━━ Extract to read ━━
Italtile warns of a likely fall in profit
Italtile, SA’s biggest retailer and manufacturer of tiles, bathroomware and related products, has warned that its profit is likely to decrease in its current financial year as weak economic growth and tough trading conditions persist.
“In the absence of strong sales volumes and optimal use of manufacturing capacity, the business’s cost base and profitability will be negatively affected,” the company, valued at about R14.5bn, said on Monday in a voluntary sales update for the five months to the end of November.
Consumer confidence remained subdued in this period as the construction and building sector was hitt by economic challenges, including little growth, high inflation, rising living costs and elevated interest rates, which drove up building costs, resulting in fewer new projects or renovations. “The generally softer retail demand and overstocked position of many wholesalers in the industry continued to affect sales in the manufacturing businesses negatively,” the company said.
━━━
Work instructions
- a) Restate word for word the stretch of the Italtile article from "Italtile warns of" through "trading conditions persist.".
- b) Name every economic challenge that the Italtile article says hit the construction and building sector.
- c) Please write the next part of the Italtile article, picking up after its final sentence.
━━ Records ━━
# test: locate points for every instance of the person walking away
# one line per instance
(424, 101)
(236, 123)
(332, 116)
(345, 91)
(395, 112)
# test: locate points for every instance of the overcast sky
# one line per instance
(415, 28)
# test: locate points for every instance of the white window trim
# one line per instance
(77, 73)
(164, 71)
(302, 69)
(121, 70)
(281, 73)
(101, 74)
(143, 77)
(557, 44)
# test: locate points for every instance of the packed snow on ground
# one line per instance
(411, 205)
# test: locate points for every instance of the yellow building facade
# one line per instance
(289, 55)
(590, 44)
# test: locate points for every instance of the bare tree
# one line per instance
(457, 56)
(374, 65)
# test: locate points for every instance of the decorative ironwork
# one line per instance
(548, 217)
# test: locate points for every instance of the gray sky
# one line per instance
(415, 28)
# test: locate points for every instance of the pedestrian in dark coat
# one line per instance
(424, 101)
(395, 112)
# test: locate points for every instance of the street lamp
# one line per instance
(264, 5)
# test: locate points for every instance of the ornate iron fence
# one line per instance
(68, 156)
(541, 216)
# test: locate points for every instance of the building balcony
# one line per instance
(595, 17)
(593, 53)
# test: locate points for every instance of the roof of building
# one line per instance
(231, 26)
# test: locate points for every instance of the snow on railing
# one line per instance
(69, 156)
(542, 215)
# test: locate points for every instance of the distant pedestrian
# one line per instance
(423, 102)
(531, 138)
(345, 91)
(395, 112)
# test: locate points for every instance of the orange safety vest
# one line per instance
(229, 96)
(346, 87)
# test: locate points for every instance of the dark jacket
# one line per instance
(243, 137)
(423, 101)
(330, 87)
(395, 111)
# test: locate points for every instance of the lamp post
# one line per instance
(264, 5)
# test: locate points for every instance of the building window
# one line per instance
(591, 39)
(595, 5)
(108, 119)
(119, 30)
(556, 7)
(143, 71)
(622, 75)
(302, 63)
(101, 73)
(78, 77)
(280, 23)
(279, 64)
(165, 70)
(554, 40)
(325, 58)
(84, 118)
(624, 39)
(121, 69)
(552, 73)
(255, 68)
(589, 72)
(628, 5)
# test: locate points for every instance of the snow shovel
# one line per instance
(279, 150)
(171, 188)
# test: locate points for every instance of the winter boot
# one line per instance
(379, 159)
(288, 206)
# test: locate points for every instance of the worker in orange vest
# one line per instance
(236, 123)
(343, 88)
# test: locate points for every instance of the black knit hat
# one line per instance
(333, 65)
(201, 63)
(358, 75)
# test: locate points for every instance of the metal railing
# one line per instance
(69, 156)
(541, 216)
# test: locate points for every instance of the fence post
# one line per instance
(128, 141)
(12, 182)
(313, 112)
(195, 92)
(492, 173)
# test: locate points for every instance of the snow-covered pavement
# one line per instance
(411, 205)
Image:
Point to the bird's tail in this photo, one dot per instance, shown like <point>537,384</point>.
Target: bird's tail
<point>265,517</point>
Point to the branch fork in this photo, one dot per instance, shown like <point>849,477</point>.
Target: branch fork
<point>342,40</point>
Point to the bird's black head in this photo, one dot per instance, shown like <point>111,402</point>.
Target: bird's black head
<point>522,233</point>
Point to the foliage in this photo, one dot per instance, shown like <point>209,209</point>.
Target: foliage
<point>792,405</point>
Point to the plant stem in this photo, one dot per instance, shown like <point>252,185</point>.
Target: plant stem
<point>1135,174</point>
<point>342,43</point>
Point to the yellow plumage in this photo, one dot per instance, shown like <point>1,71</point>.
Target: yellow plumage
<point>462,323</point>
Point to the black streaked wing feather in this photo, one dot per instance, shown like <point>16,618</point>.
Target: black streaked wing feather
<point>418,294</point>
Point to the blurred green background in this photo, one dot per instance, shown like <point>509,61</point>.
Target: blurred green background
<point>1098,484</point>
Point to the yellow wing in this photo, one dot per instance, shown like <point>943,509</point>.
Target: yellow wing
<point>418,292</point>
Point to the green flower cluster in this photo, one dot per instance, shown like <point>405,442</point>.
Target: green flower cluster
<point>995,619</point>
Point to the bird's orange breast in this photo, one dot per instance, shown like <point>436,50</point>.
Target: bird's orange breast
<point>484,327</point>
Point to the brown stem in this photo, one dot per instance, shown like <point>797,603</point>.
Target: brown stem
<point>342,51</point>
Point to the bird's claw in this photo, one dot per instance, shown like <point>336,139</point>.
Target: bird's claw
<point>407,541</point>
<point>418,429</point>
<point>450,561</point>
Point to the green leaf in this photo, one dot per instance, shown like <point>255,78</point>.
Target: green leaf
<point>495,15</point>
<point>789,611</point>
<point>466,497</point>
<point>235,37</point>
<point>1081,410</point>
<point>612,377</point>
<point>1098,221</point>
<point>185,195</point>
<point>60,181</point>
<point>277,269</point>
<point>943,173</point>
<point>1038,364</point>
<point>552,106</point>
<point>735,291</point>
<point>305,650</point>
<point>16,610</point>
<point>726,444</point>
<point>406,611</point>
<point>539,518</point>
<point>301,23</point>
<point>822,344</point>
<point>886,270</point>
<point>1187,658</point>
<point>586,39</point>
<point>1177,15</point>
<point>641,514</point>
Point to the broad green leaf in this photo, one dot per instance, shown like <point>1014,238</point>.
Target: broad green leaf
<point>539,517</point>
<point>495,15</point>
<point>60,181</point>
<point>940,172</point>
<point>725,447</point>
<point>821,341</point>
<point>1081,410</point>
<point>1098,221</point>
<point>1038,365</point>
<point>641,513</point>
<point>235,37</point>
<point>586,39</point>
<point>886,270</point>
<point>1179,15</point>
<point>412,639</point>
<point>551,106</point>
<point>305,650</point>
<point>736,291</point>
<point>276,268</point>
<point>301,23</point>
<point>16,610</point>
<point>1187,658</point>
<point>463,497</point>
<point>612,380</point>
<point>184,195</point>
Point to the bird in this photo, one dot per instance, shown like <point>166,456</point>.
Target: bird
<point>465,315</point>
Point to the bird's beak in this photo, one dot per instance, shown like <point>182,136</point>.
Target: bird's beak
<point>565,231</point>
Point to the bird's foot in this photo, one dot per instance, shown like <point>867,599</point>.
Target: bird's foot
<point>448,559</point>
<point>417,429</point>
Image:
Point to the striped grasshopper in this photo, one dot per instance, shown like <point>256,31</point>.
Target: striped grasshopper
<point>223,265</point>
━━━
Answers to the exercises
- a)
Italtile warns of a likely fall in profit
Italtile, SA’s biggest retailer and manufacturer of tiles, bathroomware and related products, has warned that its profit is likely to decrease in its current financial year as weak economic growth and tough trading conditions persist.

- b) little growth, high inflation, rising living costs, elevated interest rates

- c)
“Competition and margin pressure intensified across the industry, with opportunistic importers sacrificing margin to gain market share.”
The group, which has brands such as CTM and TopT, experienced a 2.9% fall year on year in turnover, hit its integrated import supply chain businesses, with manufacturing sales decreasing 5.9% year on year.
Sales in the building industry have fallen since the Covid-19 home improvement boom in 2020 and 2021, when consumers spent on their houses as they worked and socialised at home due to the pandemic.
In August, the group reported in its 2023 annual results that profit fell 14% to R1.7bn and headline earnings per share (heps), a common profit measure in SA, decreased 13% to 132.3c.